**Records for the exercise:**
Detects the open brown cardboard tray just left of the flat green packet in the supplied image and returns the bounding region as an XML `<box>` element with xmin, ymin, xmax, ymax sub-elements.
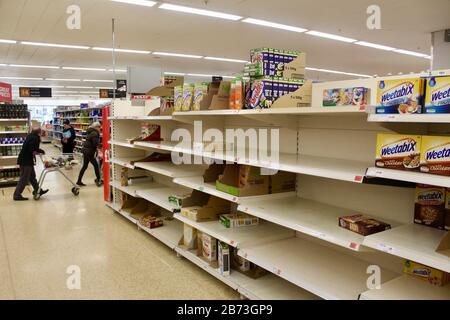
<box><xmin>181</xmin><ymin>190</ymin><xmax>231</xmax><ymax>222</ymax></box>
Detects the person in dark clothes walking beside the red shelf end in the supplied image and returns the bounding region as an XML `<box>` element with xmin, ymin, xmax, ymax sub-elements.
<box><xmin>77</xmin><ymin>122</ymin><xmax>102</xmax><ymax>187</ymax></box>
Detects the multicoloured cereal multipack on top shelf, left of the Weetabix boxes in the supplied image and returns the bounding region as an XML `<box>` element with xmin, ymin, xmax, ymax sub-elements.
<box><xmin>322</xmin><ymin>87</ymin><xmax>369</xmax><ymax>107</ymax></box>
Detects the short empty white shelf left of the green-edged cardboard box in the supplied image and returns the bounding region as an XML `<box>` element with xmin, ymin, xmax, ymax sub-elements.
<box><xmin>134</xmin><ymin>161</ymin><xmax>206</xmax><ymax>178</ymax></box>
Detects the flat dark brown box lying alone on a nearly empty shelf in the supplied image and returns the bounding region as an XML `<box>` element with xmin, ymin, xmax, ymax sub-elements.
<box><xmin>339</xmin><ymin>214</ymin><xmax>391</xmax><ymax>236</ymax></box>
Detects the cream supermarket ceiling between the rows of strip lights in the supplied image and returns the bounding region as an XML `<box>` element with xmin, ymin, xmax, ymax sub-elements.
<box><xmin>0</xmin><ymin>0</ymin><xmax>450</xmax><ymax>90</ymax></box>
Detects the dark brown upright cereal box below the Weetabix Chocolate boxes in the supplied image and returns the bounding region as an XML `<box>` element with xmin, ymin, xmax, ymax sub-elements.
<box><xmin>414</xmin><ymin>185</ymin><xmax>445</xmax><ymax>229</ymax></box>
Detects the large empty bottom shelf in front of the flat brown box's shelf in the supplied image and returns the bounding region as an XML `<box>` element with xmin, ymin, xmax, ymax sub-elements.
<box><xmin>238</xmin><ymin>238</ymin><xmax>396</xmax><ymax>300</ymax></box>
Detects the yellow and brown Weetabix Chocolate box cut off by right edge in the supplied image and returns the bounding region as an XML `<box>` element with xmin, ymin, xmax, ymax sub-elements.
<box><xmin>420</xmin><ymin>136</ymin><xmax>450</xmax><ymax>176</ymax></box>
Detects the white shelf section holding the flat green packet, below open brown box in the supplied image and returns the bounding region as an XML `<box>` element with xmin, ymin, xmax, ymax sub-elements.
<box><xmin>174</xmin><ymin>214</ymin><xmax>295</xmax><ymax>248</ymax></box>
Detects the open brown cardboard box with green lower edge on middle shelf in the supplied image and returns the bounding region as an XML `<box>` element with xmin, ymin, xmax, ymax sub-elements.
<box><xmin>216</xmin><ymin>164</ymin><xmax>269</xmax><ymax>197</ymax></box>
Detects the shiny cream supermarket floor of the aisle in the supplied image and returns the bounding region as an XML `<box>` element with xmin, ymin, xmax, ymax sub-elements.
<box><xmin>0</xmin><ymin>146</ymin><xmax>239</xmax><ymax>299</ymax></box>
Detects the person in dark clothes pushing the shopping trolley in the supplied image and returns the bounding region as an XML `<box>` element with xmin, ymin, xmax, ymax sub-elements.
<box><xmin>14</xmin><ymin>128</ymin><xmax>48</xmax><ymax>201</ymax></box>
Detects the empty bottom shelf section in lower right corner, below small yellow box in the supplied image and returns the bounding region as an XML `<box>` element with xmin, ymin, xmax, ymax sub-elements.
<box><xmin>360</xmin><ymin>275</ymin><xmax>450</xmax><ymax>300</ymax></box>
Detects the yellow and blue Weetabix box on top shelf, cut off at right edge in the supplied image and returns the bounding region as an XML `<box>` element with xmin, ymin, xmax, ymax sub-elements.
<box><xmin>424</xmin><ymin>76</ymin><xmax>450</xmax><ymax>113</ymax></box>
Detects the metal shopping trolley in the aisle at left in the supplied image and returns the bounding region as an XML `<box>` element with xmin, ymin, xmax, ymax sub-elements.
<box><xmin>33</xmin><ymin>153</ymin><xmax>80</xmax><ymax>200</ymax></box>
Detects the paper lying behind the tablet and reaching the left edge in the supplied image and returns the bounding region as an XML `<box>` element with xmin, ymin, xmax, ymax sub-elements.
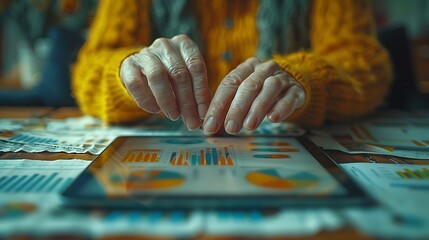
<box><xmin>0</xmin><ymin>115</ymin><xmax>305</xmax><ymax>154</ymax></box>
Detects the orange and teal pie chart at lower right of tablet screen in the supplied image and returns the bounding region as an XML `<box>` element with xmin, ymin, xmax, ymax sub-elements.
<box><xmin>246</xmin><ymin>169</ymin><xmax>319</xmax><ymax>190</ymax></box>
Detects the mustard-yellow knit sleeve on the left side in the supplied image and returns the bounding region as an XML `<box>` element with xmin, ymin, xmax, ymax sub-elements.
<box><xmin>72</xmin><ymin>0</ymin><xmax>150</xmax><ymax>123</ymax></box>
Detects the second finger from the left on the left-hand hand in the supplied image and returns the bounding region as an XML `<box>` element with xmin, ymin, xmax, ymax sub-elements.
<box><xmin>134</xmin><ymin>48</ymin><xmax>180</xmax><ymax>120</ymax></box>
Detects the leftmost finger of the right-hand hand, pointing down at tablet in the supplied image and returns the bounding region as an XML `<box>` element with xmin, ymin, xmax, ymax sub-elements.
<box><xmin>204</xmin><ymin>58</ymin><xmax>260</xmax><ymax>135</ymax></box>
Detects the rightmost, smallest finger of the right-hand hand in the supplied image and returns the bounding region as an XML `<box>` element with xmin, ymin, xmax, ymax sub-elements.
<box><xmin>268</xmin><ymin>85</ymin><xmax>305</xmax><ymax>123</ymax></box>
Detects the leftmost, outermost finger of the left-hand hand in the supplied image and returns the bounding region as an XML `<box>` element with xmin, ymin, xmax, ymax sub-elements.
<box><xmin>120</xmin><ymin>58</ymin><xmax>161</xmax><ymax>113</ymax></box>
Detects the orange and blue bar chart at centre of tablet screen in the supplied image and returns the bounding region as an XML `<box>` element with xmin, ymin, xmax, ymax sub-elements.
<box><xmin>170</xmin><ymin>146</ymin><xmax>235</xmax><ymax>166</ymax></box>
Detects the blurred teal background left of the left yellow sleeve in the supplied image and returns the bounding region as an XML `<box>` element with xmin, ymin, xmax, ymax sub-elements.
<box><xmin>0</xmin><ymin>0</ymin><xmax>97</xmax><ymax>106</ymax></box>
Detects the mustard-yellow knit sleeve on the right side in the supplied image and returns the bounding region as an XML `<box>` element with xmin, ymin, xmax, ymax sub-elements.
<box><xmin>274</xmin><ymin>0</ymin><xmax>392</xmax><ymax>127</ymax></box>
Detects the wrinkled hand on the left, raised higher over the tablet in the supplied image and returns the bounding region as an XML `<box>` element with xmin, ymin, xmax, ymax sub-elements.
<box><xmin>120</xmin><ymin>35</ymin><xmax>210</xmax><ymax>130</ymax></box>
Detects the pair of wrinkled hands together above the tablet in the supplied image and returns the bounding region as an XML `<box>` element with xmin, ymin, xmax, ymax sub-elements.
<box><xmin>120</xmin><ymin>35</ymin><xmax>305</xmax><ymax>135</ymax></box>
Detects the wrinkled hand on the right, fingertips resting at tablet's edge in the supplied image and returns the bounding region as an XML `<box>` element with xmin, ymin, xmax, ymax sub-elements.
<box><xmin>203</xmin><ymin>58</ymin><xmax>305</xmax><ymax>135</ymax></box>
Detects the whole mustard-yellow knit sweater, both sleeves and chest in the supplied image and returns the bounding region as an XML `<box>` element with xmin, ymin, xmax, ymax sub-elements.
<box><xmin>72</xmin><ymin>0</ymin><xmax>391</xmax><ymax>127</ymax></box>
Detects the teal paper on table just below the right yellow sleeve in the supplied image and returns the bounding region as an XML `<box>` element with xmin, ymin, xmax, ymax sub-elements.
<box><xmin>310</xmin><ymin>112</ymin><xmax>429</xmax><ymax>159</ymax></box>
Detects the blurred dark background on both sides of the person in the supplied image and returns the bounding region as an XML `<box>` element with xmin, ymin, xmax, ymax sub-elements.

**Work request:** Going from the line that contains "Detects the wrinkled hand on the right, fingertips" to the last line of the records, reproduce every line as written.

**Answer to the exercise:**
Detects the wrinkled hand on the right, fingertips resting at tablet's edge in the supplied image and returns the bounding region as an XML `<box>` element with xmin, ymin, xmax, ymax sub-elements.
<box><xmin>203</xmin><ymin>58</ymin><xmax>305</xmax><ymax>135</ymax></box>
Detects the whole mustard-yellow knit sweater, both sleeves and chest in the supplied image and returns the bounding region as an XML `<box>` element with xmin, ymin, xmax, ymax sub-elements.
<box><xmin>72</xmin><ymin>0</ymin><xmax>391</xmax><ymax>127</ymax></box>
Detects the teal paper on table just below the right yellow sleeve in the supplied image and returns the bounding region as an XML `<box>` element with xmin, ymin, xmax, ymax sub-elements.
<box><xmin>310</xmin><ymin>112</ymin><xmax>429</xmax><ymax>159</ymax></box>
Detects the blurred dark background on both sides of the person in the supplied image and returns the bounding region as an XML `<box>` element with xmin, ymin, xmax, ymax sub-elements.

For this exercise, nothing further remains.